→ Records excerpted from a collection
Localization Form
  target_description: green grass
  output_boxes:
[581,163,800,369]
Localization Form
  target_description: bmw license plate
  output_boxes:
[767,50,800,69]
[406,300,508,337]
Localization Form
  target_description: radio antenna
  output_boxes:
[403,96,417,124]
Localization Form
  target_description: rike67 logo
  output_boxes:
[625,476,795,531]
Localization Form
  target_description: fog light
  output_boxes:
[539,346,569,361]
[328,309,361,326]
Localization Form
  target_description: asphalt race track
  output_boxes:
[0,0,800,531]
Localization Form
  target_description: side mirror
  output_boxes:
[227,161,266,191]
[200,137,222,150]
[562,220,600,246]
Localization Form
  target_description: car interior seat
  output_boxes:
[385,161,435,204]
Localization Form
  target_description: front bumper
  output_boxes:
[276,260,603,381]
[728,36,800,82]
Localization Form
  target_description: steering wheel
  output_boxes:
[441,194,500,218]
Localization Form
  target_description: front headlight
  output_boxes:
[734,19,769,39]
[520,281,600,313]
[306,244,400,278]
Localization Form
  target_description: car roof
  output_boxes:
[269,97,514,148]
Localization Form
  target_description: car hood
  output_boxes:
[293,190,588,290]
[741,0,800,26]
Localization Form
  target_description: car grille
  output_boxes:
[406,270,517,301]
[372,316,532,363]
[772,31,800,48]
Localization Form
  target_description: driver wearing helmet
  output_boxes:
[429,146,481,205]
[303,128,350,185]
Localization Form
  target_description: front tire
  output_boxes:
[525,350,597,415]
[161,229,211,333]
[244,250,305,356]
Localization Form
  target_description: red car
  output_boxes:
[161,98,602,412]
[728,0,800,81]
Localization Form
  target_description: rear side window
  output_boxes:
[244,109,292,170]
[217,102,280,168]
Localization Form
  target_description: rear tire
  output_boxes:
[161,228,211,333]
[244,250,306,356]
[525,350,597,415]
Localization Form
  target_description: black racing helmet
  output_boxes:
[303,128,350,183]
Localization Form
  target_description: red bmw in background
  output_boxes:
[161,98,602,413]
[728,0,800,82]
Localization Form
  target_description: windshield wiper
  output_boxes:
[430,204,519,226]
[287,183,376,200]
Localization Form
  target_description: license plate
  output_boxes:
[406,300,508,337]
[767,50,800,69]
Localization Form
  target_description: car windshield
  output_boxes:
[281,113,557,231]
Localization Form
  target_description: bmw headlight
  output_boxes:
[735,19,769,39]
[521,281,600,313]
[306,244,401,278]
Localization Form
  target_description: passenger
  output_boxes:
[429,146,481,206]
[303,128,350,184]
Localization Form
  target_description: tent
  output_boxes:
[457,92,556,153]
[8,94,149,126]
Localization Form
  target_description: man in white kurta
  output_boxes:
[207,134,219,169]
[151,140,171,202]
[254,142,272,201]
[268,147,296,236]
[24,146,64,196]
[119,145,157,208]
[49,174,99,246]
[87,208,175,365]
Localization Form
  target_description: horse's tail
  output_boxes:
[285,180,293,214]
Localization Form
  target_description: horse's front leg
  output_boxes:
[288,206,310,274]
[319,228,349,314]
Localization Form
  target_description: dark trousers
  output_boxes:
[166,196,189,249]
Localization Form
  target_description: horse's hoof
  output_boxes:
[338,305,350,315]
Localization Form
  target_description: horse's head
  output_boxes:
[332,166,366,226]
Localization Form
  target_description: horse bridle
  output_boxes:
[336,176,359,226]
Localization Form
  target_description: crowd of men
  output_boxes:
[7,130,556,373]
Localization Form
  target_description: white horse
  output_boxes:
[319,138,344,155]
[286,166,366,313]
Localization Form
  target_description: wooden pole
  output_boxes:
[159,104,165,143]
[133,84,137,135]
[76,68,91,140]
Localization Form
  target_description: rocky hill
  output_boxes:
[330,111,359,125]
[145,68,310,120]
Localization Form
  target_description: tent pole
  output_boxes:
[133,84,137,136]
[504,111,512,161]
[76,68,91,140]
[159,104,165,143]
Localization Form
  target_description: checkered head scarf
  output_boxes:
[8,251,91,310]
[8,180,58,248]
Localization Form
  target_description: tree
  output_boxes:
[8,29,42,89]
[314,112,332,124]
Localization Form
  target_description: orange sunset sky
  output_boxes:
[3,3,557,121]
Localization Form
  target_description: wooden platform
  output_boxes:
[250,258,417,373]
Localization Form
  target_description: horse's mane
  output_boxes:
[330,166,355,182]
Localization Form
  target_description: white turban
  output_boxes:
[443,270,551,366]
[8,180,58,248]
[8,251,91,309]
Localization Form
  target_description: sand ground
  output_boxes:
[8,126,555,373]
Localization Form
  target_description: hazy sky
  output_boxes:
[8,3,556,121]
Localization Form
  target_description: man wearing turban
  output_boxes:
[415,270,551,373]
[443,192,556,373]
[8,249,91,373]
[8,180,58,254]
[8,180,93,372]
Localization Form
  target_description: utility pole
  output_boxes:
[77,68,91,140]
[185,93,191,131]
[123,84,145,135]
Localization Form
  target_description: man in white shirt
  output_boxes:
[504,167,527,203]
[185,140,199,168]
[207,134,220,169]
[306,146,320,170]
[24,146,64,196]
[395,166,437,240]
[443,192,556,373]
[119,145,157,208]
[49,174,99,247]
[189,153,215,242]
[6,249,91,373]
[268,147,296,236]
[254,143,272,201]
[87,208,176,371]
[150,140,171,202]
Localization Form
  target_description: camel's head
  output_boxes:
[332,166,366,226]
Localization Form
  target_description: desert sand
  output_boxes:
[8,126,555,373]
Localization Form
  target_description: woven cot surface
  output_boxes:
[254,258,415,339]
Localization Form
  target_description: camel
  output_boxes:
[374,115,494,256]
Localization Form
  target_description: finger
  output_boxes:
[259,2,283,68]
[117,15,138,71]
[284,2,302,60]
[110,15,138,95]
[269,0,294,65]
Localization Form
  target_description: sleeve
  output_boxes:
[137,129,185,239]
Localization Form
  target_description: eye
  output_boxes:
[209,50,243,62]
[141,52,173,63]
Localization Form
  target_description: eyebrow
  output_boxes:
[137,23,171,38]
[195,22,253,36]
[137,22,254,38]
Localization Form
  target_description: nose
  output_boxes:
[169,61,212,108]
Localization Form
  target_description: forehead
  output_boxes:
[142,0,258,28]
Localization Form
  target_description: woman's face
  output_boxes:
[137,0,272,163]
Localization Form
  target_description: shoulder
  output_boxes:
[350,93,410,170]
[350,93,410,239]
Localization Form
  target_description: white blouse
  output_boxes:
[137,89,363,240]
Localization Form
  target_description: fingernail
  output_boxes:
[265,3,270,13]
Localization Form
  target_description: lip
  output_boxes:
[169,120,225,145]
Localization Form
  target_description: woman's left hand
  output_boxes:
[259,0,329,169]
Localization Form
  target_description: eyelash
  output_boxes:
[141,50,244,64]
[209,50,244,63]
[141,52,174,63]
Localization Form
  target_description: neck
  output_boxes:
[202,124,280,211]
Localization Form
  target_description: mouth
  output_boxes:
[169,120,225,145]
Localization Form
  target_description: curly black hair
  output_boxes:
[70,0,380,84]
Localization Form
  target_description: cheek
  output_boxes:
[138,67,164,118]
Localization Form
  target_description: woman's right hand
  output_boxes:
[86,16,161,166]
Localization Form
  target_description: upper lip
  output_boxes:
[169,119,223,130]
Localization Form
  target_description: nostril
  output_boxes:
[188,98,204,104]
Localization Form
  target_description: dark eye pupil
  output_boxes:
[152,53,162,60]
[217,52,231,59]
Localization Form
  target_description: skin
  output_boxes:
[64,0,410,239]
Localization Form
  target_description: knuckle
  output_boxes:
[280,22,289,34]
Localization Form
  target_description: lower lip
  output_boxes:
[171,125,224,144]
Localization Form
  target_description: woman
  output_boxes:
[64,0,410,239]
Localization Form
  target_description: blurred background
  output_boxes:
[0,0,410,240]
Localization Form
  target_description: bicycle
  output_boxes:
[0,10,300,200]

→ Short exercise
Reproduce the listing, everything from its start down through the line containing "[287,183,376,200]", swapping each "helmet" for "headgear" and leaving every other character untouched.

→ Problem solution
Localization Form
  target_description: green grass
  output_boxes:
[581,163,800,369]
Localization Form
  target_description: bmw license plate
  output_boxes:
[767,50,800,69]
[406,300,508,337]
Localization Form
  target_description: radio antenna
  output_boxes:
[403,96,417,124]
Localization Form
  target_description: rike67 logo
  output_boxes:
[625,476,795,531]
Localization Form
  target_description: fog light
  output_boxes:
[539,346,569,361]
[328,309,361,326]
Localization Form
  target_description: asphalt race track
  output_boxes:
[0,0,800,531]
Localization Form
  target_description: side mirror
  output_boxes:
[227,161,266,191]
[200,137,222,150]
[562,220,600,246]
Localization Form
  target_description: car interior seat
  output_boxes:
[385,161,435,204]
Localization Form
  target_description: front bumper
  output_boxes:
[276,260,603,381]
[728,36,800,82]
Localization Form
  target_description: steering wheel
  output_boxes:
[441,194,500,218]
Localization Form
  target_description: front headlight
  output_boxes:
[734,19,769,39]
[520,281,600,313]
[306,244,400,278]
Localization Form
  target_description: car roof
  output_boxes:
[269,97,514,148]
Localization Form
  target_description: car hood
  output_boxes:
[293,190,588,290]
[741,0,800,26]
Localization Form
  target_description: car grille
  output_boxes:
[406,270,517,301]
[372,316,532,363]
[772,31,800,48]
Localization Form
  target_description: driver wearing headgear
  output_boxes:
[429,146,481,205]
[303,128,350,185]
Localization Form
  target_description: front tire
  output_boxes:
[525,350,597,415]
[161,229,211,333]
[244,250,305,356]
Localization Form
  target_description: red car
  output_boxes:
[161,98,602,412]
[728,0,800,81]
Localization Form
  target_description: rear side window
  output_boxes:
[244,109,292,170]
[217,102,280,168]
Localization Form
  target_description: rear tire
  output_boxes:
[161,228,211,333]
[244,250,306,356]
[525,350,597,415]
Localization Form
  target_description: black racing headgear
  output_boxes:
[303,128,350,183]
Localization Form
  target_description: red bmw in background
  output_boxes:
[161,98,602,413]
[728,0,800,82]
Localization Form
  target_description: windshield wiper
  output_boxes:
[430,204,519,226]
[287,183,376,200]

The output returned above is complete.